## Work order
Return exactly the span that opens with the line containing "Target: mountain" and closes with the final line of the records, both included.
= Beginning of Section =
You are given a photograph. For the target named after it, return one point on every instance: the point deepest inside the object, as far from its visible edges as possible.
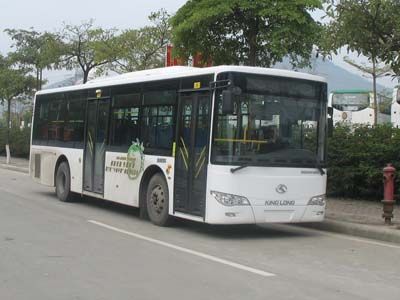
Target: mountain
(338, 77)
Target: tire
(157, 201)
(63, 183)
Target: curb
(380, 233)
(14, 168)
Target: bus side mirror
(227, 102)
(330, 121)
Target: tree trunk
(40, 79)
(374, 91)
(85, 76)
(8, 130)
(37, 79)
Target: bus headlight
(317, 200)
(230, 199)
= End of Section =
## Exercise answer
Target: mountain
(338, 77)
Target: tire
(157, 201)
(63, 183)
Target: curb
(380, 233)
(14, 168)
Target: bus side mirror
(227, 102)
(330, 121)
Target: tree trunk
(40, 79)
(374, 91)
(85, 76)
(8, 130)
(37, 79)
Target: bus headlight
(317, 200)
(230, 199)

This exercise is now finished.